Given request:
From the items below, pull out every line that contains the string "rear" and copy each such line verbatim.

[Coordinate annotation entries]
↓

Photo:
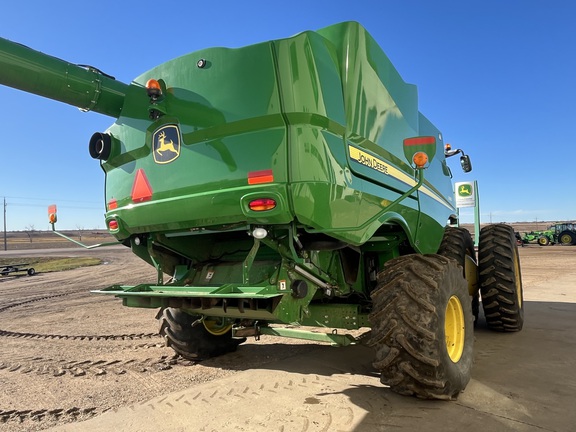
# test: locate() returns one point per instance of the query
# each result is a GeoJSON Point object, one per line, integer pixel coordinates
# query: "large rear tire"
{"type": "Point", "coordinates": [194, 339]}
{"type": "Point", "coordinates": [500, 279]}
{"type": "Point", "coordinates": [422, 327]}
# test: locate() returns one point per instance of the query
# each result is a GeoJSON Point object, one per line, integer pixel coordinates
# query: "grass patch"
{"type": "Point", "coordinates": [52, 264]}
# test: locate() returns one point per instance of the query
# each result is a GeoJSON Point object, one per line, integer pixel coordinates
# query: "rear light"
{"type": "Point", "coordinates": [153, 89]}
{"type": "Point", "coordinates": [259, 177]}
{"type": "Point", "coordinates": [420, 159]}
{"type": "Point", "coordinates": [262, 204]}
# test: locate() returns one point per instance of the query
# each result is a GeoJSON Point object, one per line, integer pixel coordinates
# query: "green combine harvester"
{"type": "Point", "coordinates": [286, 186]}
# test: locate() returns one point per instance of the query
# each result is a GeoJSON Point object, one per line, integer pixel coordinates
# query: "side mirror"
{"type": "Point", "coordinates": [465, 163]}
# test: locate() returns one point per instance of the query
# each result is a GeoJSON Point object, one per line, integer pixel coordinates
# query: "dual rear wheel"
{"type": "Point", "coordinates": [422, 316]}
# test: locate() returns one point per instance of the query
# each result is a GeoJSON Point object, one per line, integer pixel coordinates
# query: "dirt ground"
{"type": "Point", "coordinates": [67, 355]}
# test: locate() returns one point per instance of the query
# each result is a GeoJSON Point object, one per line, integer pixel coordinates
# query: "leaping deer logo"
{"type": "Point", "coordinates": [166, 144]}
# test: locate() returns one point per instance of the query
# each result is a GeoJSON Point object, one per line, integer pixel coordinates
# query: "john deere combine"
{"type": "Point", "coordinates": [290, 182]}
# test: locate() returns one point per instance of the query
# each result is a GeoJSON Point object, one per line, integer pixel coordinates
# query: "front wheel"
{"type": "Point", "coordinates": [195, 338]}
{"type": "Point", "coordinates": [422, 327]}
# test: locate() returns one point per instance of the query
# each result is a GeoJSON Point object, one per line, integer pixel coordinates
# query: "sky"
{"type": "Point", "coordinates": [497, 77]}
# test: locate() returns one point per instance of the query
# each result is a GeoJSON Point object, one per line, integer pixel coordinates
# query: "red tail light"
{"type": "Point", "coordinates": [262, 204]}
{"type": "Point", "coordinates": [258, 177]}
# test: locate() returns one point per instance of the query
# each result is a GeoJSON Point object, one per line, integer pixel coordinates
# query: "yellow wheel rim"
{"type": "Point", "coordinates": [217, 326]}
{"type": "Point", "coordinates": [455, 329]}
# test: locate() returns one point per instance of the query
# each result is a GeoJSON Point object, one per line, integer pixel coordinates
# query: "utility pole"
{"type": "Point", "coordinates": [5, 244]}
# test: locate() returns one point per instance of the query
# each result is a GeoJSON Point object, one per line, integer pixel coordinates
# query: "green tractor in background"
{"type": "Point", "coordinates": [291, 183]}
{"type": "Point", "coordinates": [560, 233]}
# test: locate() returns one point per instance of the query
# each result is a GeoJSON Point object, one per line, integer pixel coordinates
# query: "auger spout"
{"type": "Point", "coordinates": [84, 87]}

↑

Correct response:
# query: "large rear tire"
# query: "rear light"
# query: "dual rear wheel"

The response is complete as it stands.